> [Assignment]:
The line containing "If you could pick out the ranger's brown" and every line after it, through the end of the records below: repeat them exactly, nothing more.

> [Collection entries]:
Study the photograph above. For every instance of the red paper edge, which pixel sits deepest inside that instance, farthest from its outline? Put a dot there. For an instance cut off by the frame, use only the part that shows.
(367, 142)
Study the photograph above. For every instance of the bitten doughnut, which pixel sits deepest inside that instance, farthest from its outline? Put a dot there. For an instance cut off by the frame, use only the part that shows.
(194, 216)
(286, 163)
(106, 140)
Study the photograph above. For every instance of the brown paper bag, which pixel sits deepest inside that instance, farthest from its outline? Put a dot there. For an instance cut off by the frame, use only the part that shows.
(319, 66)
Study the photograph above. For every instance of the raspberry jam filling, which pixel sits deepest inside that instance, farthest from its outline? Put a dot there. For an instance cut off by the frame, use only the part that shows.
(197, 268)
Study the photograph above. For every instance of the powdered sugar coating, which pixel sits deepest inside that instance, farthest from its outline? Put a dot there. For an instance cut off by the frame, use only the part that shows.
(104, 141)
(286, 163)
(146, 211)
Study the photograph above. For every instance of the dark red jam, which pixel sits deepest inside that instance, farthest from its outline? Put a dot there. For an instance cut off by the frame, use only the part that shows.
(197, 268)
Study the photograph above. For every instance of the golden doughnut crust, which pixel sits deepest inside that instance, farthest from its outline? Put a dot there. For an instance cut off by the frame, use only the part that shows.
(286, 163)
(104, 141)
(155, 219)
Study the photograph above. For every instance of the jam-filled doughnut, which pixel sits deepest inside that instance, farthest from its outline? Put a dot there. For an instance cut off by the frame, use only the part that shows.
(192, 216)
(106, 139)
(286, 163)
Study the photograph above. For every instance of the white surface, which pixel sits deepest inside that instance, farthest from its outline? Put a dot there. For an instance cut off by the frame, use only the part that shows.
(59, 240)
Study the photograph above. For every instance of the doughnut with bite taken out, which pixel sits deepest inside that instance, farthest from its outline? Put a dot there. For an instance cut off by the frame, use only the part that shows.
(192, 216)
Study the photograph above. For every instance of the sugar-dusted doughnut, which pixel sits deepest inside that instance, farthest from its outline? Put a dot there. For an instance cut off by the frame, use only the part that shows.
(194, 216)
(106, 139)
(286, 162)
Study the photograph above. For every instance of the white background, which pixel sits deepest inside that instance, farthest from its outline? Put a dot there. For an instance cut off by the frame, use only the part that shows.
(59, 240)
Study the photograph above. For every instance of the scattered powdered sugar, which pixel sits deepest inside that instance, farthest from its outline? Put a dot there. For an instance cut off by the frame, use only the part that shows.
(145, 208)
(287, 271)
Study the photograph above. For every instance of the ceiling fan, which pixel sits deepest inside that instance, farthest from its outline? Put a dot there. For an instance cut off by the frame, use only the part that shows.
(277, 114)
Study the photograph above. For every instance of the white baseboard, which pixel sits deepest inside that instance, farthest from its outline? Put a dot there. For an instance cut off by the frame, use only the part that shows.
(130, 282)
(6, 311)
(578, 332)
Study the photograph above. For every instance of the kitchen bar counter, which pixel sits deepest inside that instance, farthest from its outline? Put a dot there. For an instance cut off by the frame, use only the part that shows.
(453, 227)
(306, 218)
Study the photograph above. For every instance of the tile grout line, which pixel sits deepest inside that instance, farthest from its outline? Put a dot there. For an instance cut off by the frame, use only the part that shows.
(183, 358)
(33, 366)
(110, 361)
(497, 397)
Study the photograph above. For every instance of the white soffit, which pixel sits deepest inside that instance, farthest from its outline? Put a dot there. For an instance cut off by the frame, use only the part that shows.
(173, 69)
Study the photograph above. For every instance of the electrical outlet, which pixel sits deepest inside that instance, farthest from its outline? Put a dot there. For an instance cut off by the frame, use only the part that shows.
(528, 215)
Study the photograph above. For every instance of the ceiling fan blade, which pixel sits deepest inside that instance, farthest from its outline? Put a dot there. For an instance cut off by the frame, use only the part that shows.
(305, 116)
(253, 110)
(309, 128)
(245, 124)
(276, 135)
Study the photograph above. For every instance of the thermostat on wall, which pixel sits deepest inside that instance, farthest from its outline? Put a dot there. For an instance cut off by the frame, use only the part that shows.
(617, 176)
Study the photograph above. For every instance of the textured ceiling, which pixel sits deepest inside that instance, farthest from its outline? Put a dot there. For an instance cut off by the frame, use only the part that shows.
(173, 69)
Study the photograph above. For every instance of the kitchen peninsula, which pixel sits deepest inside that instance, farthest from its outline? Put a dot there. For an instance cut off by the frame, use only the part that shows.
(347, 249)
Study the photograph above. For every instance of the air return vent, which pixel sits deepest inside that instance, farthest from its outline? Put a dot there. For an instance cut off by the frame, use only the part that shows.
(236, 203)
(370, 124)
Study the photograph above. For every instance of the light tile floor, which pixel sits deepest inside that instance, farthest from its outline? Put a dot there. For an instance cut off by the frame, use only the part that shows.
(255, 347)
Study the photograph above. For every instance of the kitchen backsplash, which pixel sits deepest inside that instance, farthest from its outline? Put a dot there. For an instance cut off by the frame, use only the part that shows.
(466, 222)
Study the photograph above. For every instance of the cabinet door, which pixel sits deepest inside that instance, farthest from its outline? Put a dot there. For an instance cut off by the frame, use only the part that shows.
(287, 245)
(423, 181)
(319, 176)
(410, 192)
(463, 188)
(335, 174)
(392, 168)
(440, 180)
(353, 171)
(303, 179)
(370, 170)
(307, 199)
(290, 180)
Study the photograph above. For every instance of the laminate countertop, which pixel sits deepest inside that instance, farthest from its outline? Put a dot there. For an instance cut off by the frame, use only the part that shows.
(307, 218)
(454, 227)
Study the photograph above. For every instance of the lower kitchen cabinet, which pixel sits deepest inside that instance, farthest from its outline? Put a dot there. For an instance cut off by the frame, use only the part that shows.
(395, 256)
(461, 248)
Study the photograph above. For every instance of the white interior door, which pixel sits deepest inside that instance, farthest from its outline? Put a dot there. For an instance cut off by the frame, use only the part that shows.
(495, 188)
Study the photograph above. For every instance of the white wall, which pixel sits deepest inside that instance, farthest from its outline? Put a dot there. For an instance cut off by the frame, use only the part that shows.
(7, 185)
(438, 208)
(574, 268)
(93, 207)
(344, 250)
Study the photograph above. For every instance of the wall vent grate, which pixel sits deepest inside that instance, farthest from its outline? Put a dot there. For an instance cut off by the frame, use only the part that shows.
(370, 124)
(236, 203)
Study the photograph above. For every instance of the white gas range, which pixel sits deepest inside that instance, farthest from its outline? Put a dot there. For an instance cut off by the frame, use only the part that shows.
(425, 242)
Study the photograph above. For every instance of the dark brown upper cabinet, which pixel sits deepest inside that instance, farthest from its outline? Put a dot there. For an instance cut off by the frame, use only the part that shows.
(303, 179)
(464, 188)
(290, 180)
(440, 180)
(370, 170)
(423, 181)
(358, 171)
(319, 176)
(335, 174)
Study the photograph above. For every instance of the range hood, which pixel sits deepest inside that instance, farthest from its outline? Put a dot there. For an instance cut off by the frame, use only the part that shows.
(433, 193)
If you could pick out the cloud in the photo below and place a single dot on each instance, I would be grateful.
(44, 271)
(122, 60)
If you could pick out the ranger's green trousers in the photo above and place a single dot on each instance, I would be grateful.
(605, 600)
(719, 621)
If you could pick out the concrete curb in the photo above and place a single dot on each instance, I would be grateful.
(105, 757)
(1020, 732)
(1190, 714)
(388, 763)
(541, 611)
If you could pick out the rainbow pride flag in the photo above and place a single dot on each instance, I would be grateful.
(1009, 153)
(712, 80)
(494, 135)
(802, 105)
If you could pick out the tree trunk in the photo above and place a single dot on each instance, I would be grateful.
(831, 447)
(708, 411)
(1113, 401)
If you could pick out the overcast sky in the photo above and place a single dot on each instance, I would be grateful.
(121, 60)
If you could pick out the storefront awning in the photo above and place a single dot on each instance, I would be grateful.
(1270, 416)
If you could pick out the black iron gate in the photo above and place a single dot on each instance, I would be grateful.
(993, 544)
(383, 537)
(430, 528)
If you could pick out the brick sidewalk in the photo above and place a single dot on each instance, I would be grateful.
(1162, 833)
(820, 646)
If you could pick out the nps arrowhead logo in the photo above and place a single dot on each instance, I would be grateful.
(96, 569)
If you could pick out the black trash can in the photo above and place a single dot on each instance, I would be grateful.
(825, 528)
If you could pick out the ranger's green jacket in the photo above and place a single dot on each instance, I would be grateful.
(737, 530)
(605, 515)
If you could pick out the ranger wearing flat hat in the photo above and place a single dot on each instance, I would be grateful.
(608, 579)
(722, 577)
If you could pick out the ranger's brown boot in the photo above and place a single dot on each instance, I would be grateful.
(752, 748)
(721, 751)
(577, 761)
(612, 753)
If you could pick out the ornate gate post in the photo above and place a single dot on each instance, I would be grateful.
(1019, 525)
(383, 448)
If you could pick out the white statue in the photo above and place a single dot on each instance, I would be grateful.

> [Answer to the exercise]:
If you could pick out the ranger's brown boot in the photo above and place a single dot on each instance, I would be grateful.
(752, 748)
(721, 751)
(577, 761)
(612, 753)
If you could pick out the ornate gate post in the photo above and place a single dot on each instance, I would be grateful.
(1019, 525)
(383, 448)
If you could pick out the white statue in the photo above and place a single dot on each instance, I would be grateful.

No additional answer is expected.